*** Opening EXERCISE DATA ***

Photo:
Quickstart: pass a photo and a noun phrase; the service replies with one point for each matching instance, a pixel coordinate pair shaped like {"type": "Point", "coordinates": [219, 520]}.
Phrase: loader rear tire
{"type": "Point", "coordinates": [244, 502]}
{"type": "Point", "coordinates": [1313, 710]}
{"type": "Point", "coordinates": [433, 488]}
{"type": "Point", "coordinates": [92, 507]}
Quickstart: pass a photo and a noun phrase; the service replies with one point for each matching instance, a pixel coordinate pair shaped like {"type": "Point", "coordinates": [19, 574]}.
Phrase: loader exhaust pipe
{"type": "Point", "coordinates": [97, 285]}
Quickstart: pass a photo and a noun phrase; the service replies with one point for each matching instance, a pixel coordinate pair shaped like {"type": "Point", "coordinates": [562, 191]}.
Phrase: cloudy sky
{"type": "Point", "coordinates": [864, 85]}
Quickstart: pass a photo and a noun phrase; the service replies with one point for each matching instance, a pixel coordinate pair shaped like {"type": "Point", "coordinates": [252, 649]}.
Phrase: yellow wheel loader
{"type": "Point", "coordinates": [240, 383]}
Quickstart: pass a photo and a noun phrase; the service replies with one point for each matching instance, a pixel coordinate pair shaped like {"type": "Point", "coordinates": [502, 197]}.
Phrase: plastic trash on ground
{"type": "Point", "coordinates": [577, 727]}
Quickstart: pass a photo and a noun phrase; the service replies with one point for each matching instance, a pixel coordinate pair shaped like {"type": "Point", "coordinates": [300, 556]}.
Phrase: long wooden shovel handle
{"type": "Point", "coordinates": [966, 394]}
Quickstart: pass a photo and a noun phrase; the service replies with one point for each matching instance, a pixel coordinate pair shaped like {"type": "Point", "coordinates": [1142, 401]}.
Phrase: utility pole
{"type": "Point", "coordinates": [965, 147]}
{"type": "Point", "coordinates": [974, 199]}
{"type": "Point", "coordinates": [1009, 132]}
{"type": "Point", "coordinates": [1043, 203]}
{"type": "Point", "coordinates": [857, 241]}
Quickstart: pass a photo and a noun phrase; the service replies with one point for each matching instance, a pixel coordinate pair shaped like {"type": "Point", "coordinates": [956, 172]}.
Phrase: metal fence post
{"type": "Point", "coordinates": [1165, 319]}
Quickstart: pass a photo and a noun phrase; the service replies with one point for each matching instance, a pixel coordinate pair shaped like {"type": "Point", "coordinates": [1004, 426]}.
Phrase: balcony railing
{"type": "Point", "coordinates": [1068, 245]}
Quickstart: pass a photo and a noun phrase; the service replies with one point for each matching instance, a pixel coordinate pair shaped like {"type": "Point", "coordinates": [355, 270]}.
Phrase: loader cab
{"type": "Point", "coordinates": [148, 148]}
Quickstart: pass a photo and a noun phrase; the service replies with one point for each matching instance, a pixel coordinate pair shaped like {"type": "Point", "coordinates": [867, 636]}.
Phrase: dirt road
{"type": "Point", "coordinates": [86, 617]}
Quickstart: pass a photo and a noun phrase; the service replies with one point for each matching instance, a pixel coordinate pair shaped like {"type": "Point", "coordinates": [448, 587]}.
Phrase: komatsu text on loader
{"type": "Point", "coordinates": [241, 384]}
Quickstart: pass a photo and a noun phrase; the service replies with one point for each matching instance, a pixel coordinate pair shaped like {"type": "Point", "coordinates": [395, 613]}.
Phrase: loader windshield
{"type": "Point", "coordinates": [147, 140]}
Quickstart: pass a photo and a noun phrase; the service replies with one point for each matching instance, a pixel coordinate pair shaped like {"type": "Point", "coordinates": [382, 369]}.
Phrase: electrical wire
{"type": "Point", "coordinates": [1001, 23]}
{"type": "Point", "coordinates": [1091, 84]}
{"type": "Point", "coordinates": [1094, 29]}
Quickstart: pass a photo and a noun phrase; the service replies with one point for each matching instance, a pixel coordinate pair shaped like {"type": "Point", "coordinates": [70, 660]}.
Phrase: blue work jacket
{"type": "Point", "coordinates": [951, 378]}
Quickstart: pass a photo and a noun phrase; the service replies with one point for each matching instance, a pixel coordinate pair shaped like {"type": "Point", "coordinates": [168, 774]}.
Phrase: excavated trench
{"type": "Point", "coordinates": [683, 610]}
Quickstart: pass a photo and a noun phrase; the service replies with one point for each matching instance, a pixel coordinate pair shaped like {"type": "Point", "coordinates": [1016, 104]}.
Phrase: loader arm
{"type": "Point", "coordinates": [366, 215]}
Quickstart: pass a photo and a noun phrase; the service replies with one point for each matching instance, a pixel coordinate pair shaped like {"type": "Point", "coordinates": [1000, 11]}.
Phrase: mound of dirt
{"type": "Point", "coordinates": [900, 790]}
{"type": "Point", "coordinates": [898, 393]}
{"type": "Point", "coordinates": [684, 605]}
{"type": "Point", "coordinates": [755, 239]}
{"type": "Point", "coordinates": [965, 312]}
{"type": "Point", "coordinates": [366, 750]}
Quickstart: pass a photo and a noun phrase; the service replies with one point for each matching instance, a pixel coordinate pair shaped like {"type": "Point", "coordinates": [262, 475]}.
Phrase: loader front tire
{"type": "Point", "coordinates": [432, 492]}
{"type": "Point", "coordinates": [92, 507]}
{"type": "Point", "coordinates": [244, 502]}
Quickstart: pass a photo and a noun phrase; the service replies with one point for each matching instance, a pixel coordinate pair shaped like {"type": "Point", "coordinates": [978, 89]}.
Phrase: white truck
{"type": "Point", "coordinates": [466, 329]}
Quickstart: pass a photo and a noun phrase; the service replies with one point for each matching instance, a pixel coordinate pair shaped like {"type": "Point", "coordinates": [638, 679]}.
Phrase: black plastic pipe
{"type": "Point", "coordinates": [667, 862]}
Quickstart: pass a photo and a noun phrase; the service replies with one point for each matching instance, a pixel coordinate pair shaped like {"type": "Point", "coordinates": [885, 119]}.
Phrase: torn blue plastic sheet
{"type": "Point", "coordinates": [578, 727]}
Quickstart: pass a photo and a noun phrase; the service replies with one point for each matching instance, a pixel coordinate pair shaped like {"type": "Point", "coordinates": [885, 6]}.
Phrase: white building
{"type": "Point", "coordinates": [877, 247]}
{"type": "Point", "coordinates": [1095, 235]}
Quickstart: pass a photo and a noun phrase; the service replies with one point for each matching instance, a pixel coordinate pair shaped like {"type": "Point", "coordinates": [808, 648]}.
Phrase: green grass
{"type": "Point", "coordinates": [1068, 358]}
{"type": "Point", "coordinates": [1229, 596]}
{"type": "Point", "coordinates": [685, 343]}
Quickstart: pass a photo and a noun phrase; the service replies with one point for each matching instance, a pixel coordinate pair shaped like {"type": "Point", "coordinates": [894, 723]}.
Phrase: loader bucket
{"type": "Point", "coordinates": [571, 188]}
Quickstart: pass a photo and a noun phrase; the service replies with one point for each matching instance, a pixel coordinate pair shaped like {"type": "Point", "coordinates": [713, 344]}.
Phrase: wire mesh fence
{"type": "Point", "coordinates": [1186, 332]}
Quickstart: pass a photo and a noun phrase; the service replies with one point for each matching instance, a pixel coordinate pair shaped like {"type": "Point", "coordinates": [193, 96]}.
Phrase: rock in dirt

*** Closing EXERCISE DATA ***

# [EXERCISE BRIEF]
Retype the entries in full. Keep every line identical.

# [REPLY TO THE EXERCISE]
Photo:
Quickstart: pass a photo and a noun phrase; the service replies with one point for each matching instance, a pixel coordinate pair shaped like {"type": "Point", "coordinates": [219, 520]}.
Phrase: loader rear tire
{"type": "Point", "coordinates": [244, 502]}
{"type": "Point", "coordinates": [1313, 710]}
{"type": "Point", "coordinates": [433, 488]}
{"type": "Point", "coordinates": [92, 507]}
Quickstart: pass a photo and a noun phrase; the service replies with one point for each matching instance, a pixel coordinate pair shaped like {"type": "Point", "coordinates": [19, 574]}.
Phrase: loader exhaust pipe
{"type": "Point", "coordinates": [97, 285]}
Quickstart: pass a photo and a noun phrase; the service replies with one point for each matching instance, a pixel coordinate pair shaped like {"type": "Point", "coordinates": [562, 191]}.
Phrase: cloudy sky
{"type": "Point", "coordinates": [864, 85]}
Quickstart: pass a photo and a noun phrase; the service replies with one point for each matching instance, a pixel coordinate pair shaped like {"type": "Point", "coordinates": [252, 649]}.
Phrase: yellow wheel loader
{"type": "Point", "coordinates": [240, 383]}
Quickstart: pass a photo and a noun phrase; the service replies with one point for each matching instance, a pixel coordinate pair shaped like {"type": "Point", "coordinates": [502, 197]}.
Phrase: plastic trash on ground
{"type": "Point", "coordinates": [577, 727]}
Quickstart: pass a photo and a noun phrase; the service replies with one point for each matching instance, a pixel coordinate pair shaped like {"type": "Point", "coordinates": [300, 556]}.
Phrase: long wooden shovel handle
{"type": "Point", "coordinates": [966, 394]}
Quickstart: pass a photo and a noun phrase; the service replies with one point for each matching instance, a pixel coordinate pair shaped like {"type": "Point", "coordinates": [1142, 401]}.
Phrase: utility pole
{"type": "Point", "coordinates": [965, 147]}
{"type": "Point", "coordinates": [974, 199]}
{"type": "Point", "coordinates": [1009, 132]}
{"type": "Point", "coordinates": [1043, 203]}
{"type": "Point", "coordinates": [857, 241]}
Quickstart: pass a photo and a noun phrase; the service replies with one point for each matching instance, a pixel coordinate pair shaped like {"type": "Point", "coordinates": [956, 172]}.
Phrase: metal fence post
{"type": "Point", "coordinates": [1165, 319]}
Quickstart: pass a photo and a noun phrase; the service replies with one point for each matching instance, a pixel coordinate pair shaped like {"type": "Point", "coordinates": [1004, 426]}.
Phrase: balcony railing
{"type": "Point", "coordinates": [1068, 245]}
Quickstart: pass a photo and a noun phrase; the service replies with one point for each matching instance, a pixel coordinate pair shaped like {"type": "Point", "coordinates": [355, 270]}.
Phrase: loader cab
{"type": "Point", "coordinates": [148, 148]}
Quickstart: pass a photo and a noun phrase; the service replies with one point for each matching instance, a pixel coordinate pair shaped like {"type": "Point", "coordinates": [867, 636]}.
Phrase: dirt road
{"type": "Point", "coordinates": [86, 617]}
Quickstart: pass a photo and a noun phrase; the service replies with one point for each matching instance, a pixel coordinate pair shaped like {"type": "Point", "coordinates": [448, 587]}.
Phrase: komatsu text on loader
{"type": "Point", "coordinates": [241, 384]}
Quickstart: pass a photo and a noun phrase; the service replies with one point for each matching instance, a pixel coordinate pair shaped like {"type": "Point", "coordinates": [395, 613]}.
Phrase: loader windshield
{"type": "Point", "coordinates": [147, 140]}
Quickstart: pass a photo and a noun phrase; the service replies with one point for each matching instance, a pixel coordinate pair shaped like {"type": "Point", "coordinates": [382, 369]}.
Phrase: electrical wire
{"type": "Point", "coordinates": [1001, 23]}
{"type": "Point", "coordinates": [1091, 84]}
{"type": "Point", "coordinates": [1094, 29]}
Quickstart: pass a photo and a noun phrase; the service replies with one point for each matching instance, a pixel coordinate pair shaped like {"type": "Point", "coordinates": [70, 660]}.
Phrase: blue work jacket
{"type": "Point", "coordinates": [951, 378]}
Quickstart: pass a photo and a noun phrase; the service replies with one point for each matching instance, a pixel coordinate pair shaped like {"type": "Point", "coordinates": [168, 774]}.
Phrase: excavated trench
{"type": "Point", "coordinates": [683, 610]}
Quickstart: pass a photo and a noun phrase; the service replies with one point for each matching instance, a pixel coordinate pair shaped like {"type": "Point", "coordinates": [1016, 104]}.
Phrase: loader arm
{"type": "Point", "coordinates": [366, 215]}
Quickstart: pass a photo and a noun phrase; the service replies with one point for each matching instance, a pixel coordinate pair shaped like {"type": "Point", "coordinates": [1000, 11]}.
Phrase: mound of dirt
{"type": "Point", "coordinates": [900, 790]}
{"type": "Point", "coordinates": [898, 393]}
{"type": "Point", "coordinates": [684, 605]}
{"type": "Point", "coordinates": [755, 239]}
{"type": "Point", "coordinates": [965, 312]}
{"type": "Point", "coordinates": [366, 750]}
Quickstart: pass a photo and a noun phrase; the service replies with one point for each matching instance, a pixel coordinate pair shaped like {"type": "Point", "coordinates": [262, 475]}.
Phrase: loader front tire
{"type": "Point", "coordinates": [432, 492]}
{"type": "Point", "coordinates": [92, 507]}
{"type": "Point", "coordinates": [244, 502]}
Quickstart: pass a photo and a noun phrase; the service replies with one point for each matching instance, a pixel coordinate pair shaped like {"type": "Point", "coordinates": [978, 89]}.
Phrase: white truck
{"type": "Point", "coordinates": [466, 329]}
Quickstart: pass a photo and a noun phrase; the service replies with one point for each matching instance, a pixel coordinate pair shaped like {"type": "Point", "coordinates": [638, 679]}.
Phrase: black plastic pipe
{"type": "Point", "coordinates": [667, 862]}
Quickstart: pass a photo and a noun phrase; the service replies with one point for each matching instance, a pixel coordinate pair shaped like {"type": "Point", "coordinates": [885, 119]}.
Phrase: torn blue plastic sheet
{"type": "Point", "coordinates": [578, 727]}
Quickstart: pass a photo and a noun phrase; the service replies with one point for each matching instance, a pixel coordinate pair shaped like {"type": "Point", "coordinates": [885, 6]}.
Phrase: white building
{"type": "Point", "coordinates": [877, 247]}
{"type": "Point", "coordinates": [1095, 235]}
Quickstart: pass a photo and a noun phrase; the service replies with one point for each matching instance, a pixel coordinate pair shaped like {"type": "Point", "coordinates": [808, 648]}.
Phrase: green grass
{"type": "Point", "coordinates": [1068, 358]}
{"type": "Point", "coordinates": [1229, 596]}
{"type": "Point", "coordinates": [685, 343]}
Quickstart: pass a photo and a noun phrase; the service replies with one point for each matching instance, a pixel coordinate pair shaped like {"type": "Point", "coordinates": [894, 723]}.
Phrase: loader bucket
{"type": "Point", "coordinates": [571, 188]}
Quickstart: pass a photo and a noun phrase; the service replies with one point for each matching instance, a pixel coordinate pair shaped like {"type": "Point", "coordinates": [713, 344]}.
Phrase: wire mesh fence
{"type": "Point", "coordinates": [1186, 332]}
Quickstart: pass a photo and a noun phrase; the service replies with one point for each matching instance, a pixel coordinate pair shaped like {"type": "Point", "coordinates": [193, 96]}.
Phrase: rock in dirt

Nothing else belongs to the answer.